Yönetici, lider sözcüklerini çok kullanırız toplum olarak. Herhangi bir kurum ya da kuruluşta çalışan birçok kişi yönetici olmak ister. Üç kişi bir araya gelmeye görsün, hemen birileri liderliğe soyunur.

Yönetici olunca gerçekten yönetebiliyor muyuz? Hani liyakat dediğimiz bir şey vardır ya. Liyakat, yöneticide bulunması gereken, yöneticilik yaptığı alandaki ehliyeti ve becerileridir. Malum, yönetici de” liyakat” sorunu günümüzde çok tartışılır hale geldi.

Peki, herkes lider midir? Hani kırk elli saat kurslara gidip, ilk olarak iki elini başparmakları ve diğer parmaklarının uçlarını hafif temas ettirerek, başparmaklarla işaret parmaklarının ortasında anlamsız bir boşluk oluşturup karşısındakilerin gözüne sokmaya çalışır gibi göbeklerinin hizasında tutarlar ya… Lider olmak bu demek mi? Ellerinizi “ ben liderim” tutuşu yapıp aynada bakın ve ne anlarsanız öyle anlayın…

Aslında herkes bir yönetici ya da liderdir. Kimileri kendini yönetir. Kimileri bir kurum ya da kuruluşu yönetir. Kimileri bir işi yönetir. Birçoğumuz ailemizi ve aile bireylerimizi yönetiriz. Mesele iyi bir yönetici miyiz ya da lider miyiz?

Birçoğumuz birçok yönetici tanımışızdır. Başarılıdır, başarısızdırlar. Ancak günümüzde yöneticilik kavramının yerini liderlik kavramı almaktadır.

★ ★ ★ ★ ★

Görev tanımı a: Yöneticilik ve liderlik üzerine yazılan metinde liyakat nasıl tanımlanıyor?

(Çıkarılan veri kayıtları)
★ ★ ★ ★ ★

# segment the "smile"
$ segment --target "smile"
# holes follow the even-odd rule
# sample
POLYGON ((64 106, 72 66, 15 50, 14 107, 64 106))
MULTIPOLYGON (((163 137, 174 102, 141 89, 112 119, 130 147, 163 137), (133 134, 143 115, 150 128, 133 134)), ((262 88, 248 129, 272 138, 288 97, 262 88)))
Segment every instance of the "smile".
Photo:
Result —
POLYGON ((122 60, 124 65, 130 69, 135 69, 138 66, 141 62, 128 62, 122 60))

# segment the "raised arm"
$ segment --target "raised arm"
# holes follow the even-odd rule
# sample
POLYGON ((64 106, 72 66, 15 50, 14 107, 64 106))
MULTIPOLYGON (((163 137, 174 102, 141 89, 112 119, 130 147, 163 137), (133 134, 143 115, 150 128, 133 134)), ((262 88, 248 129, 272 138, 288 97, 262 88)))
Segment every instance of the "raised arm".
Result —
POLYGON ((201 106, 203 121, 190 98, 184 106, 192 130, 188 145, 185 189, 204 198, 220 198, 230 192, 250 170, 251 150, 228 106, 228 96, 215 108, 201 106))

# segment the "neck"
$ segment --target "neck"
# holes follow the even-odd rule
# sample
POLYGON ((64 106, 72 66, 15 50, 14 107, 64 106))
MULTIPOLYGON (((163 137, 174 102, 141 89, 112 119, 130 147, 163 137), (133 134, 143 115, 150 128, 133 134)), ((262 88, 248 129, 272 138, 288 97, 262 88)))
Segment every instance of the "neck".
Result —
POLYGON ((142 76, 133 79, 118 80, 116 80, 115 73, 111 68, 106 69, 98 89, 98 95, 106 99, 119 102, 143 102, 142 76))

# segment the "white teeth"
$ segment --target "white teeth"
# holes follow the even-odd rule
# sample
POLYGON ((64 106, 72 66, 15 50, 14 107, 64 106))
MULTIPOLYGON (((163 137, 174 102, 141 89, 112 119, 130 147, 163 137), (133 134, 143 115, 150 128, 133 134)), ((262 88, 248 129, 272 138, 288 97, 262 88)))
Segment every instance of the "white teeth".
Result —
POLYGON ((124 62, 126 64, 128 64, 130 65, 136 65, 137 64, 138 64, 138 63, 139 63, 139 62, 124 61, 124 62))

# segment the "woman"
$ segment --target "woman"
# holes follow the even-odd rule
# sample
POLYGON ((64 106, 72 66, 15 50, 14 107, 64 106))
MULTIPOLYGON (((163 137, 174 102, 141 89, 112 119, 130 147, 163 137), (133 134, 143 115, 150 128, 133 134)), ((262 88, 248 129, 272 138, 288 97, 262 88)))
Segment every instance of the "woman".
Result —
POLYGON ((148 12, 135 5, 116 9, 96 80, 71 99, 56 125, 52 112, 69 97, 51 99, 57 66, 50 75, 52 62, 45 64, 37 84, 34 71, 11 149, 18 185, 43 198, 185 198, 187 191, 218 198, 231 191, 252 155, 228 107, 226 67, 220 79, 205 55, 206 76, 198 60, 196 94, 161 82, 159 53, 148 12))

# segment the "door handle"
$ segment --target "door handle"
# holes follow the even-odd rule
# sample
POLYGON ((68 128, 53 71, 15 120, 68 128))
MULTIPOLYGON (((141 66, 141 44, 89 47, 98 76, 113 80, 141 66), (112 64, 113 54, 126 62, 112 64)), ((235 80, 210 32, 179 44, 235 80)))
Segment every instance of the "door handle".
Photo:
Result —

★ ★ ★ ★ ★

Görev tanımı b: Kayıtların ilk satırından başlayıp "POLYGON ((122 60, 124" ifadesini içeren satıra kadar, bu satır da dahil, tüm satırları aynen döndür.

Çözüm a: Liyakat, yöneticide bulunması gereken, yöneticilik yaptığı alandaki ehliyet ve becerilerdir.

Çözüm b:
# segment the "smile"
$ segment --target "smile"
# holes follow the even-odd rule
# sample
POLYGON ((64 106, 72 66, 15 50, 14 107, 64 106))
MULTIPOLYGON (((163 137, 174 102, 141 89, 112 119, 130 147, 163 137), (133 134, 143 115, 150 128, 133 134)), ((262 88, 248 129, 272 138, 288 97, 262 88)))
Segment every instance of the "smile".
Photo:
Result —
POLYGON ((122 60, 124 65, 130 69, 135 69, 138 66, 141 62, 128 62, 122 60))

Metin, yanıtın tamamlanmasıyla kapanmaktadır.